> [Exercise text]:
Oh, and a detail about the price hike. Microsoft is no stranger to dark patterns these days. The Register helpfully points out that the first step to avoid the price hike requires clicking a button labeled “Cancel subscription.” Only then will you see cheaper options.
Oh, Microsoft.
OpenAI / ChatGPT
OpenAI is releasing a new artificial intelligence model, o3-mini. OpenAI said the o3-mini model matched its predecessor, o1, in maths, coding, and science but at a significantly lower cost and with faster responses. Users on ChatGPT’s Pro package, which costs $200 a month, will get unlimited access to o3-mini, while users on the cheaper Plus tariff will have higher usage limits than free users.
That’s almost but not quite the same thing as the new model of ChatGPT, GPT-4o, which might or might not be better than GPT-4, I’ve lost track. But it’s probably better than GPT-4o mini because “mini,” right?
So go ahead and choose wisely among the ChatGPT “Plus”, “Pro”, “Team”, and “Enterprise” subscriptions.
Maybe you have a vague memory that Microsoft was a key partner at OpenAI’s inception. Is Microsoft CoPilot the same thing as ChatGPT? Do these announcements overlap? You have no idea how complicated it is to answer those questions.
WTF?!!??!!!
Welcome back! Let’s zoom back up to 36,000 feet.
I’m going to give you two pieces of advice. They sound contradictory but they’re not really.
Don’t try to follow the monthly/weekly/daily announcements of AI apps and updates.
The word salad above is a fair sample. During the next year or two, the big companies will increase the pace and new companies will join the nonstop flood of constantly changing AI apps and services.
Use AI. Look for it. Experiment with it. Revel in it.

> [Record set]:

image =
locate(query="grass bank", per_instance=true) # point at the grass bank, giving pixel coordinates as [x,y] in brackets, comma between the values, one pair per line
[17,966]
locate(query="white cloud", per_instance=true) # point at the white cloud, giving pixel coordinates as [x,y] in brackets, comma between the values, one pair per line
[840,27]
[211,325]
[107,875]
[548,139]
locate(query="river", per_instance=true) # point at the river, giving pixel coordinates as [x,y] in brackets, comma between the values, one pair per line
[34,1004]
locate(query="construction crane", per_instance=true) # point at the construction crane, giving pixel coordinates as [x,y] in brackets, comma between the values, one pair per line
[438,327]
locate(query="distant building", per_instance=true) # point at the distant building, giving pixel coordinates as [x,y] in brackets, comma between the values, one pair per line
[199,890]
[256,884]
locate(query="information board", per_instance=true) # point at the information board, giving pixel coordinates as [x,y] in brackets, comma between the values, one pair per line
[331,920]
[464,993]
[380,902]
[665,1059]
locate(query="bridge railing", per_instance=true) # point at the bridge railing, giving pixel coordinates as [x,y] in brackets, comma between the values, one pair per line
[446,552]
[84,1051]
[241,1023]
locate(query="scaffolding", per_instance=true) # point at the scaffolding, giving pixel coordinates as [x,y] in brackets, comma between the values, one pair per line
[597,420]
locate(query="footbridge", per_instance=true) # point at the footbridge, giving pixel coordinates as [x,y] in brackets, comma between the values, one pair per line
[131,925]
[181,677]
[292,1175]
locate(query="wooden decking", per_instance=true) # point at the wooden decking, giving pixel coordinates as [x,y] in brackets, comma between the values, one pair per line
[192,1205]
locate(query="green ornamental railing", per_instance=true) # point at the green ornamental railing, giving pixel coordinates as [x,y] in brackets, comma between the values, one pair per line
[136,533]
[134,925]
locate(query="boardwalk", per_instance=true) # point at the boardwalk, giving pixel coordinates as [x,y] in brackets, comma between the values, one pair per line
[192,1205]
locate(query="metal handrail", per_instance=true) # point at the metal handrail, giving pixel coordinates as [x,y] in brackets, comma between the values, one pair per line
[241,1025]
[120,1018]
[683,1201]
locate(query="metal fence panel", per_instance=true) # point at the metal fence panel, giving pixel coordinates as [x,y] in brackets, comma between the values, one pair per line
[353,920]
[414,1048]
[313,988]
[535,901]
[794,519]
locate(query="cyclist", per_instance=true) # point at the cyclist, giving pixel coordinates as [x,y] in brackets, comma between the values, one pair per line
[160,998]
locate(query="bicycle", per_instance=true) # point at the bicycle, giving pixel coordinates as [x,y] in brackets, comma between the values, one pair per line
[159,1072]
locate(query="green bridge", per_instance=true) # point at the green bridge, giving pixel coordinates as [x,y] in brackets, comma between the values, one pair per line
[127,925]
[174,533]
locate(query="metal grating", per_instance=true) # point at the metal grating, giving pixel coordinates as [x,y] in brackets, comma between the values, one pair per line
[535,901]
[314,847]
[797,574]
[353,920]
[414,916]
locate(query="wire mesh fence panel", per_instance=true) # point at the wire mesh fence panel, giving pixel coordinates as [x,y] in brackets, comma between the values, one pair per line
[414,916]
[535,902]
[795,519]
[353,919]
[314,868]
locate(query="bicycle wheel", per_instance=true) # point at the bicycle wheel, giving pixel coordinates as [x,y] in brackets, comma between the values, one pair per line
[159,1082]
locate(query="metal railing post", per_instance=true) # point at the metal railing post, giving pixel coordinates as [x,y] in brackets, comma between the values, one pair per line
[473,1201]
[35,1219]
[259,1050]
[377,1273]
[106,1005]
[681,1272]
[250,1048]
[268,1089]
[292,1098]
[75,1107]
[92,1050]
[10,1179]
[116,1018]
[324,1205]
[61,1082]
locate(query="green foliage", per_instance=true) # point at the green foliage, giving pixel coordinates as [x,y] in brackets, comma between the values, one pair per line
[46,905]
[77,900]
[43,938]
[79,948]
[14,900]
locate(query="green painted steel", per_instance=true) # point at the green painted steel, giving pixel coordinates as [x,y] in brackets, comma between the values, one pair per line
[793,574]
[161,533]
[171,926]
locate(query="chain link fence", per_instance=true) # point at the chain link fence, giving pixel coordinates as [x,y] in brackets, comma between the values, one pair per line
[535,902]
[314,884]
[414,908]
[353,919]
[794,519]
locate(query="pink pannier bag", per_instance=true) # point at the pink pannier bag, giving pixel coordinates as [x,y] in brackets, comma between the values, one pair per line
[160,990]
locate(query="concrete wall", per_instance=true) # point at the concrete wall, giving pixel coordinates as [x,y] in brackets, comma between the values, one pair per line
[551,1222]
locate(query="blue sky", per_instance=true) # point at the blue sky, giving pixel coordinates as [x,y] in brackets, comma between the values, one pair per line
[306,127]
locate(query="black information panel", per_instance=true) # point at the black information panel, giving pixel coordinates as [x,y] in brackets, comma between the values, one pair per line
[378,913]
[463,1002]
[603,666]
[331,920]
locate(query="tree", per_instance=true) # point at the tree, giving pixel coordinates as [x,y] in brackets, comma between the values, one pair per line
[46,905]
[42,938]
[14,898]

> [Questions to answer]:
A: In the passage on AI announcements, write out the part between "So go ahead" and "to 36,000 feet.", inclusive, swapping "36,000 feet" for "30,000 feet".
B: According to the passage on AI announcements, how much does ChatGPT's Pro package cost?
C: Please continue the passage on AI announcements from the point where it stops.
You won't need the material for any of this.

> [Results of the exercise]:
A:
So go ahead and choose wisely among the ChatGPT “Plus”, “Pro”, “Team”, and “Enterprise” subscriptions.
Maybe you have a vague memory that Microsoft was a key partner at OpenAI’s inception. Is Microsoft CoPilot the same thing as ChatGPT? Do these announcements overlap? You have no idea how complicated it is to answer those questions.
WTF?!!??!!!
Welcome back! Let’s zoom back up to 30,000 feet.

B: $200 a month.

C:
You’re already immersed in the AI world. The big tech companies are wedging AI-generated content into things we already use and much of it provides genuine assistance.
Here are a few examples. Keep your eyes open and you’ll find it everywhere.
Amazon’s summary of product reviews is far easier to use than the old system of skimming individual reviews trying to draw conclusions from the vibes.
Google’s AI summary of search results is increasingly accurate and frequently sufficient to answer your questions.
The composing tools built into Word and Gmail are rapidly improving. Don’t expect it to do your work for you but use it to find words and phrases or to create first drafts of messages and documents.
Specialized AI tools for research, engineering, project management are already widespread. In particular, programming is being revolutionized by AI-assisted tools for coding.
And if you haven’t begun to explore Google Gemini or one of the others for day-to-day questions, now is the time to start. My research for a trip to Spain started with the above exchange; Gemini continued with 10 more suggestions from different regions. The internet is such a horrible wasteland of ad-driven sludge that researching travel with a traditional Google search has become hopeless. The quality of the answers from Gemini is startling and wonderful. Gemini handles followup questions and everything can be conversational.
NotebookLM can take PDFs and websites and more and analyze them to answer any kind of question you can imagine.
If you want a conversation for amusement or companionship, AI chatbots are improving every day. Chatbot therapists are becoming skilled enough to be used as part of supervised therapy.
AI tools are being added to most photo editing programs – Google Photos on your phone, the Photos app in Windows 11, Adobe Photoshop Elements 2025, and the rest.
Google is using AI behind the scenes to enhance Google Maps, Google Translate, and more.
These changes are coming to your world whether you approve or disapprove of them. Take my advice: start the conversation. Ask an AI to explain something to you. Bounce ideas off Google Gemini. Give NotebookLM some documents and ask questions about them. Let an AI help you plan a trip. With luck you’ll have an “ah-ha!” moment when you feel the power and start to understand what all the fuss is about.
AI. It’s not just for nerds any more.